■ Haz lo siguiente:
¿Puedes transcribir, completo y sin cambios, el fragmento que sigue sobre el hombre moderno?

*** Fragmento proporcionado ***

No deja de resultar interesante considerar cómo ha quedado este hombre, que ha sido “enajenado” de la Iglesia, de Cristo y de Dios, el hombre que bajó de Jerusalén a Jericó, que descendió del orden sobrenatural al orden natural, divorciado de aquél, y allí fue despojado de todas sus riquezas hasta quedar tirado en los caminos de la historia.
Hemos desarrollado ampliamente este tema en nuestro libro El hombre moderno. Allí decíamos que el calificativo “moderno” no era prevalentemente cronológico sino axiológico, es decir, valorativo. Entendemos por “hombre moderno” el hombre tal cual ha quedado después de esta larga revolución anticristiana, que lo ha despojado de Dios, de Cristo y de la Iglesia, el hombre que es el resultado de la civilización creada sobre los escombros de la antigua civilización, impregnada por el cristianismo. Trataremos de darle forma a este diagnóstico señalando algunas de sus características.

*** Datos registrados ***

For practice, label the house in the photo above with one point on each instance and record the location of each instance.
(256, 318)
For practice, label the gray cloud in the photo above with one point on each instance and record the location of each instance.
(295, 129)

***

■ Respuesta completa:
No deja de resultar interesante considerar cómo ha quedado este hombre, que ha sido “enajenado” de la Iglesia, de Cristo y de Dios, el hombre que bajó de Jerusalén a Jericó, que descendió del orden sobrenatural al orden natural, divorciado de aquél, y allí fue despojado de todas sus riquezas hasta quedar tirado en los caminos de la historia.
Hemos desarrollado ampliamente este tema en nuestro libro El hombre moderno. Allí decíamos que el calificativo “moderno” no era prevalentemente cronológico sino axiológico, es decir, valorativo. Entendemos por “hombre moderno” el hombre tal cual ha quedado después de esta larga revolución anticristiana, que lo ha despojado de Dios, de Cristo y de la Iglesia, el hombre que es el resultado de la civilización creada sobre los escombros de la antigua civilización, impregnada por el cristianismo. Trataremos de darle forma a este diagnóstico señalando algunas de sus características.